> [Reading passage]:

  5. Hi Harper, doing a little logic here, but stay with me; you can do this. You say most Detroiters who’ve had their water shut off for non-payment are black? Well, duh. Wikipedia says Detroit is 82% black. It stands to reason that most Detroiters who’ve had their water shut off are black. Matter of fact, most who’ve NOT had their water turned off are black, too. That is, race has nothing to do with it.

    You say water rates are too high in Detroit? Sure, when a large part of the users don’t pay their “fair share”, the rates increase for everyone else. That’s how “free stuff” works. I’m surprised you Libs haven’t declared water a civil right. Universal healthcare? Free contraceptives? Obama Phones? Why not free frigging water? Call it H2Obama! I can see Obama now, promising: “If you like your old water plan; you can keep your old water plan. Period.”

    • This is pretty funny stuff, Mr. Stoutimore. Maybe you should write a column or have a radio show. Actually, the U.N. has declared water a human right. But you probably don’t like the U.N., either. You’re still pretty funny, though, I have to admit. I slapped my knee over your Obama jokes. Maybe you should submit some of your stuff to Fox News.

      Best regards.

  6. “Those who sided with the insurance industry against universal healthcare, including the so-called “Tea Party” Republicans, are known to dress up in the costumes of their revolutionary idols. But the kinds of revolutionaries celebrated by the DAR and the Tea Party arise from below, when the have-nots begin to suspect the political and economic cards are stacked against them.”

    Oh seriously, now! How many people do you really think dress so. I suspect not too many but that’s secondary. The insurance industry has never had it so good as they will with Obamacare. How else do you imagine they could have a guaranteed income, promised tax dollar bailouts if they get in trouble, a captive client base.

    “I often wonder how a country so enamored of its revolutionary origins could produce so many obedient apostles of the status quo, which always aligns itself with wealth and power against those who have neither.”

    That is a very strange assertion considering the tea party movement began as a revolt against the enormous bank bailouts that were supported by status quo politicians from both major parties. If you’re looking for obedience to the status quo, look no further than those modern “liberals” who have followed Barrack Obama from an anti-war, civil libertarian candidate speaking against the imperial presidency of George Bush to a more-Bush-than-Bush president who conducts more foreign wars, has grabbed more power for the office and has embraced the security / police state that Bush was so fond of.

> [Information provided]:
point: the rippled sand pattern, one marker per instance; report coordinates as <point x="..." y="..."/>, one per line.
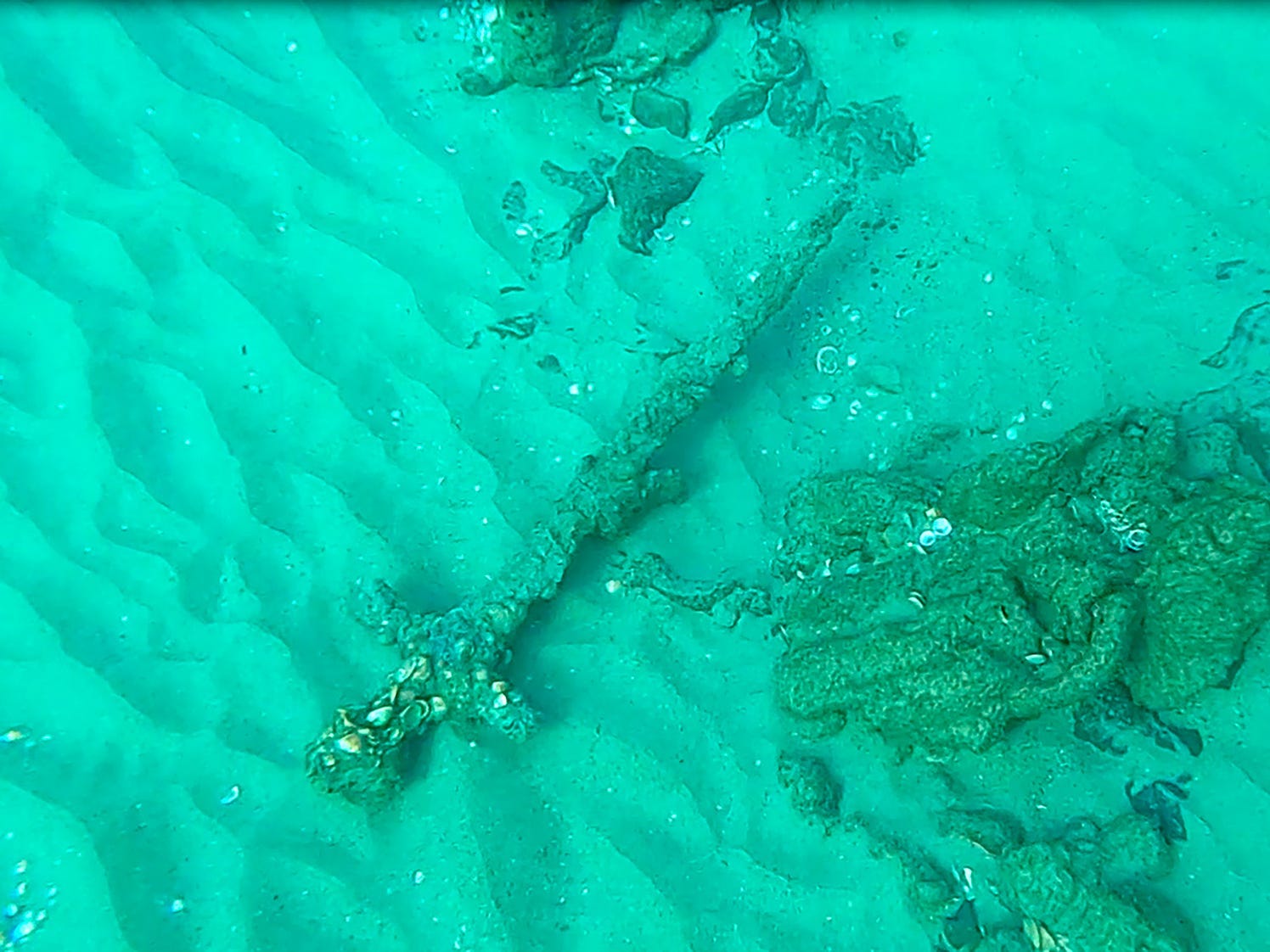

> [Exercise goal]: Reproduce the part of the Detroit water shutoff comments that opens with the words containing "You say water" and closes with "Best regards.", substituting "United Nations" for "U.N." throughout.

> [Response to this task]:
You say water rates are too high in Detroit? Sure, when a large part of the users don’t pay their “fair share”, the rates increase for everyone else. That’s how “free stuff” works. I’m surprised you Libs haven’t declared water a civil right. Universal healthcare? Free contraceptives? Obama Phones? Why not free frigging water? Call it H2Obama! I can see Obama now, promising: “If you like your old water plan; you can keep your old water plan. Period.”

    • This is pretty funny stuff, Mr. Stoutimore. Maybe you should write a column or have a radio show. Actually, the United Nations has declared water a human right. But you probably don’t like the United Nations, either. You’re still pretty funny, though, I have to admit. I slapped my knee over your Obama jokes. Maybe you should submit some of your stuff to Fox News.

      Best regards.